§ Task: Reproduce the data exactly and drop any pictures it holds.

____________________

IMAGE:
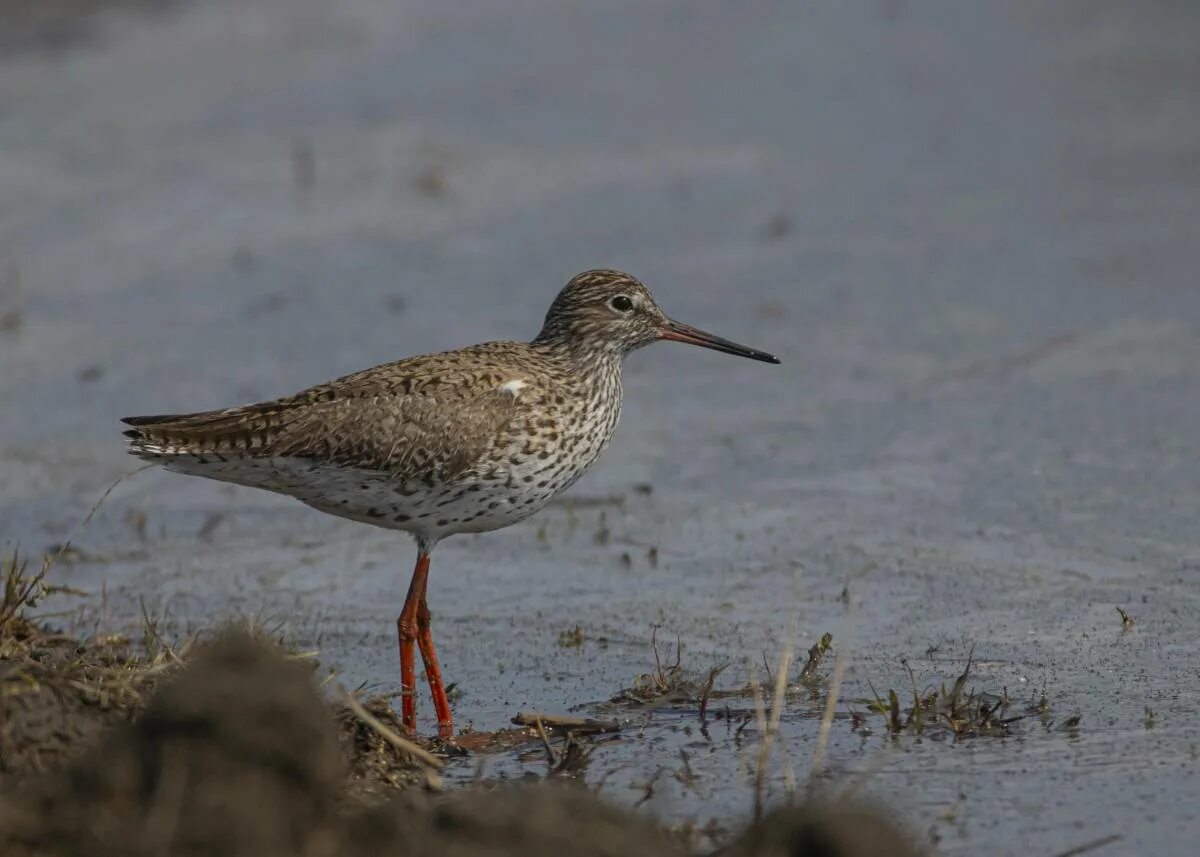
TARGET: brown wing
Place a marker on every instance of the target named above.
(418, 418)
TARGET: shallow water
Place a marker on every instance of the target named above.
(969, 233)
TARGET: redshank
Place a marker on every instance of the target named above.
(460, 442)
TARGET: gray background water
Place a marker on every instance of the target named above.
(969, 231)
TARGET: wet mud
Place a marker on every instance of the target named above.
(966, 231)
(228, 748)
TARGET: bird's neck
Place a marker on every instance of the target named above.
(583, 358)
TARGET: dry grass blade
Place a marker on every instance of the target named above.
(390, 735)
(839, 670)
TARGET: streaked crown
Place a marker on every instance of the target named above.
(603, 311)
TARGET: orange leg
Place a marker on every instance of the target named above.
(433, 671)
(407, 629)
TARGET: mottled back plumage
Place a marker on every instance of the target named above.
(461, 441)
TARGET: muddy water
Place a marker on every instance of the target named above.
(967, 232)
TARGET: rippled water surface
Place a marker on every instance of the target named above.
(967, 229)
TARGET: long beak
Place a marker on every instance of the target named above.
(678, 331)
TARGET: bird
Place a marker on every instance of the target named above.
(465, 441)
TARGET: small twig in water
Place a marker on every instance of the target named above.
(1091, 846)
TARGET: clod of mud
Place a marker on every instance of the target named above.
(823, 831)
(235, 754)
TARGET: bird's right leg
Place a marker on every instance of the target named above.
(407, 630)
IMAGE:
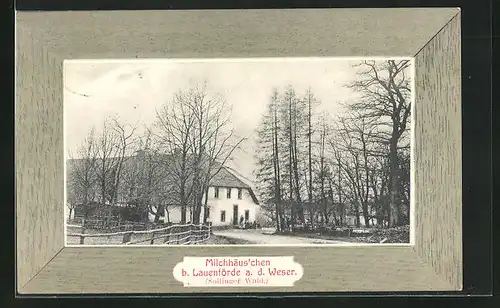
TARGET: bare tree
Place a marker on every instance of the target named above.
(174, 127)
(81, 177)
(385, 90)
(196, 129)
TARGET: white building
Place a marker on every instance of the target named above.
(230, 201)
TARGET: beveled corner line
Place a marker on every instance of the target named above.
(437, 33)
(43, 267)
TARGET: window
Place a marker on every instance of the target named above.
(216, 192)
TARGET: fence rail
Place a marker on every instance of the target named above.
(187, 234)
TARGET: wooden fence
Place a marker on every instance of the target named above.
(188, 234)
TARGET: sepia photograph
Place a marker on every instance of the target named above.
(260, 151)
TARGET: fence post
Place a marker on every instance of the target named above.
(82, 238)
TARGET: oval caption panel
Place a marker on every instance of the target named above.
(238, 271)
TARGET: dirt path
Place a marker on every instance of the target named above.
(259, 237)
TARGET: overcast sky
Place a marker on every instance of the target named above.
(133, 89)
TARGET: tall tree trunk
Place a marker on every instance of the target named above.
(309, 143)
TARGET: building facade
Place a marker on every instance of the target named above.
(231, 202)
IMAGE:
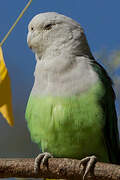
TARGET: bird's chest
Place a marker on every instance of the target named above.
(65, 122)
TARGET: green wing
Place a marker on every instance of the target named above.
(108, 103)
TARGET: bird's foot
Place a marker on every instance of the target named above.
(88, 163)
(41, 159)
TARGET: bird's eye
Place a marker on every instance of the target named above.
(48, 26)
(32, 28)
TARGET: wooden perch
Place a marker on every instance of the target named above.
(58, 168)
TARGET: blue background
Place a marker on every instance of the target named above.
(101, 21)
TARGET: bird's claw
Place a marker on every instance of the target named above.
(41, 159)
(89, 162)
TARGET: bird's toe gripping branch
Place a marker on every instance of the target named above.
(41, 159)
(88, 163)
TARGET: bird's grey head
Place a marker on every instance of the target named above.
(54, 32)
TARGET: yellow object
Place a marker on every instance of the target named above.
(5, 92)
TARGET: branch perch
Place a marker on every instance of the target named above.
(58, 168)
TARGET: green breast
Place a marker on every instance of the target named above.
(69, 126)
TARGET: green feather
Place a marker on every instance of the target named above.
(69, 126)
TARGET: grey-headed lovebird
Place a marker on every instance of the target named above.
(71, 109)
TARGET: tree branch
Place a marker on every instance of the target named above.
(57, 168)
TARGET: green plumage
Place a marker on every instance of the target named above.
(66, 126)
(71, 110)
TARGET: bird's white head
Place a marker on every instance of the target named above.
(55, 33)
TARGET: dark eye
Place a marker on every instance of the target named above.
(48, 26)
(32, 28)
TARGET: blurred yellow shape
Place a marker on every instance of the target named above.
(5, 92)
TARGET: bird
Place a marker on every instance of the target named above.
(71, 109)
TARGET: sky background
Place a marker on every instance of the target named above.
(101, 22)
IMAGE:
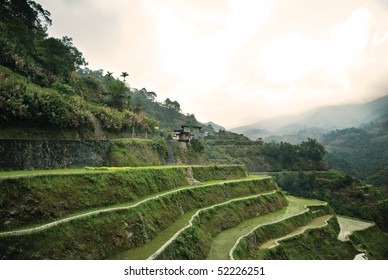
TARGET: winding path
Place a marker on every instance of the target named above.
(39, 228)
(172, 239)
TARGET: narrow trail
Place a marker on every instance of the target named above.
(39, 228)
(223, 242)
(316, 223)
(305, 206)
(172, 239)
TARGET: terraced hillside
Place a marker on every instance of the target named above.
(181, 212)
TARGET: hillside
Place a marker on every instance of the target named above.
(360, 152)
(313, 124)
(47, 92)
(229, 147)
(170, 213)
(348, 196)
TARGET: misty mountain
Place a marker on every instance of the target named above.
(313, 124)
(215, 126)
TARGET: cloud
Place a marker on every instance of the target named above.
(237, 61)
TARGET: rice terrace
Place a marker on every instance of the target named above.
(290, 164)
(155, 213)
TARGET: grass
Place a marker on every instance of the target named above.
(224, 242)
(316, 223)
(135, 202)
(145, 251)
(349, 225)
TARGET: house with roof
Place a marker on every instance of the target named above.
(186, 133)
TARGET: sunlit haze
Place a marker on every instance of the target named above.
(235, 62)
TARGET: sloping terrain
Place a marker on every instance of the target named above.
(182, 212)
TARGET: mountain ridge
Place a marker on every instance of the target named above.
(326, 118)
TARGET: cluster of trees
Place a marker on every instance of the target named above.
(168, 113)
(26, 48)
(228, 147)
(360, 152)
(39, 84)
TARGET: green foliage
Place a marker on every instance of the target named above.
(137, 152)
(227, 147)
(347, 196)
(26, 49)
(168, 114)
(195, 242)
(374, 241)
(360, 152)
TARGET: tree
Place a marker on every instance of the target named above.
(172, 105)
(118, 94)
(312, 149)
(124, 75)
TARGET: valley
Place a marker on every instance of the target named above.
(207, 220)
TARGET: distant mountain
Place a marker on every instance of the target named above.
(215, 126)
(315, 123)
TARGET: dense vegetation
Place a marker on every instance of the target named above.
(347, 196)
(42, 83)
(228, 147)
(360, 152)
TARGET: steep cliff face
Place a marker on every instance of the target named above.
(17, 154)
(52, 154)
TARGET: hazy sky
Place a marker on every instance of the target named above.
(235, 62)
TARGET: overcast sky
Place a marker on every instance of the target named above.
(235, 62)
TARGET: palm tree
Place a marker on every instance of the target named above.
(124, 75)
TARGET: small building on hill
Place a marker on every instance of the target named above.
(186, 133)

____________________

§ Output of the task:
IMAGE:
TARGET: brown wing
Place a marker on every instance of the target named above.
(418, 418)
TARGET: shallow water
Place a marker on every instance of the target named above.
(969, 233)
TARGET: redshank
Place a marker on every instance of the target named above.
(460, 442)
TARGET: gray background water
Place a marker on every instance of the target named above.
(969, 231)
TARGET: wet mud
Place a marker on every instance of the target named above.
(966, 231)
(228, 748)
TARGET: bird's neck
Place a marker on every instance of the target named above.
(583, 358)
TARGET: dry grass blade
Place a marker on every instance of the target named above.
(390, 735)
(839, 670)
TARGET: streaked crown
Place a marker on every instance of the target named above.
(603, 311)
TARGET: orange leg
Place a marker on every instance of the target named above.
(433, 671)
(407, 629)
TARGET: mottled back plumage
Place a marker on every instance of the target named above.
(461, 441)
TARGET: muddy water
Place a marker on every instance of the target named above.
(967, 232)
TARGET: rippled water surface
Place a marker on every instance of the target named above.
(967, 229)
TARGET: long beak
Place a marker on every instance of the target named above.
(678, 331)
TARGET: bird
Place a marker on every instance of the target named above.
(465, 441)
TARGET: small twig in water
Place a marker on every instance of the target named above.
(1091, 846)
TARGET: clod of mud
Place a marker on every instance of the target named above.
(823, 831)
(235, 754)
TARGET: bird's right leg
Place a marker on every instance of the target named above.
(407, 630)
IMAGE:
TARGET: bare tree
Place a marker on every instance of the target named above.
(174, 127)
(81, 177)
(385, 90)
(196, 129)
TARGET: white building
Place a marker on every instance of the target named above.
(230, 201)
TARGET: beveled corner line
Place a marker on every instance of the target named above.
(437, 33)
(43, 267)
TARGET: window
Place a marker on every instance of the target named above.
(216, 192)
TARGET: fence rail
Place a marker on every instance of the target named above.
(187, 234)
TARGET: wooden fence
Place a marker on every instance of the target named above.
(188, 234)
TARGET: sepia photograph
Place a marker on every instance of the target named above.
(260, 151)
TARGET: fence post
Place a marker on every instance of the target named above.
(82, 238)
TARGET: oval caption panel
Place a marker on every instance of the target named above.
(238, 271)
TARGET: dirt path
Place a marker on every instance of the target named above.
(259, 237)
TARGET: overcast sky
Place a marker on every instance of the target named above.
(133, 89)
TARGET: tall tree trunk
Place a marker on every instance of the target named above.
(309, 143)
TARGET: building facade
Place a marker on every instance of the target named above.
(231, 202)
IMAGE:
TARGET: bird's chest
Place a marker on every instance of the target named above.
(65, 122)
TARGET: green wing
Place a marker on every instance of the target named above.
(108, 103)
TARGET: bird's foot
Place a marker on every instance of the target named above.
(88, 163)
(41, 159)
TARGET: bird's eye
Place a marker on every instance of the target named above.
(48, 26)
(32, 28)
TARGET: wooden perch
Place a marker on every instance of the target named above.
(58, 168)
TARGET: blue background
Place a marker on every instance of the target named above.
(101, 21)
TARGET: bird's claw
Place a marker on every instance of the target named above.
(41, 159)
(89, 162)
TARGET: bird's toe gripping branch
Place a marker on every instance of the target named above.
(41, 159)
(88, 163)
TARGET: bird's grey head
Place a marker on every instance of the target named above.
(54, 32)
TARGET: yellow object
Place a marker on every instance of the target named above.
(5, 92)
TARGET: branch perch
Place a marker on every instance of the target named above.
(58, 168)
TARGET: green breast
Place a marker on every instance of the target named above.
(69, 126)
TARGET: green feather
Place a marker on every instance of the target named above.
(69, 126)
TARGET: grey-headed lovebird
Place a marker on every instance of the target named above.
(71, 109)
TARGET: tree branch
Place a marker on every instance of the target named above.
(57, 168)
TARGET: green plumage
Place a marker on every instance of the target named above.
(66, 126)
(71, 110)
TARGET: bird's white head
Place a marker on every instance of the target named above.
(55, 33)
TARGET: dark eye
Place a marker on every instance of the target named above.
(48, 26)
(32, 28)
TARGET: blurred yellow shape
Place a marker on every instance of the target named above.
(5, 92)
TARGET: bird
Place a marker on every instance of the target named above.
(71, 109)
TARGET: sky background
Place a marker on every instance of the target named above.
(101, 22)
IMAGE:
TARGET: winding path
Place a marker on every instance of the target named above.
(39, 228)
(172, 239)
TARGET: narrow trail
Place a marker on every instance of the target named above.
(39, 228)
(223, 242)
(316, 223)
(305, 206)
(172, 239)
TARGET: terraced hillside
Place a marker on every instance of the target named above.
(181, 212)
TARGET: hillside
Place a marker on every instance of the target named above.
(360, 152)
(313, 124)
(47, 92)
(229, 147)
(170, 213)
(348, 196)
TARGET: misty mountain
Place a marker on every instance of the target named above.
(313, 124)
(215, 126)
TARGET: cloud
Place a marker on every instance of the target named above.
(237, 61)
TARGET: rice terrace
Place a marker on every instance of the target named above.
(290, 164)
(155, 213)
TARGET: grass
Place a marker on every instance of the target named above.
(224, 242)
(316, 223)
(135, 202)
(145, 251)
(349, 225)
TARGET: house with roof
Place a marker on every instance of the target named above.
(186, 133)
TARGET: sunlit haze
Place a marker on every instance of the target named above.
(235, 62)
TARGET: sloping terrain
Place a marker on every instance of the target named above.
(182, 212)
TARGET: mountain ridge
Place a marker on every instance of the target named above.
(326, 118)
TARGET: cluster of trees
Place a marker on every instance of the target named above.
(168, 113)
(26, 48)
(228, 147)
(360, 152)
(39, 84)
TARGET: green foliage
Place a marker on every instance of the target named above.
(137, 152)
(227, 147)
(347, 196)
(26, 49)
(168, 114)
(195, 242)
(374, 241)
(360, 152)
TARGET: tree
Place a marker on every instance of the target named above.
(172, 105)
(118, 94)
(312, 149)
(124, 75)
TARGET: valley
Place a marker on every instance of the target named above.
(207, 220)
TARGET: distant mountain
Place a marker on every instance of the target named above.
(215, 126)
(315, 123)
TARGET: dense vegetation
Place a marker on every instance of the target named above.
(347, 196)
(42, 83)
(228, 147)
(360, 152)
TARGET: steep cliff face
Place a marker on every instance of the target named above.
(17, 154)
(52, 154)
TARGET: hazy sky
Place a marker on every instance of the target named above.
(235, 62)
TARGET: overcast sky
Place a marker on every instance of the target named above.
(235, 62)
TARGET: palm tree
Place a marker on every instance of the target named above.
(124, 75)
TARGET: small building on hill
Place a marker on every instance of the target named above.
(186, 133)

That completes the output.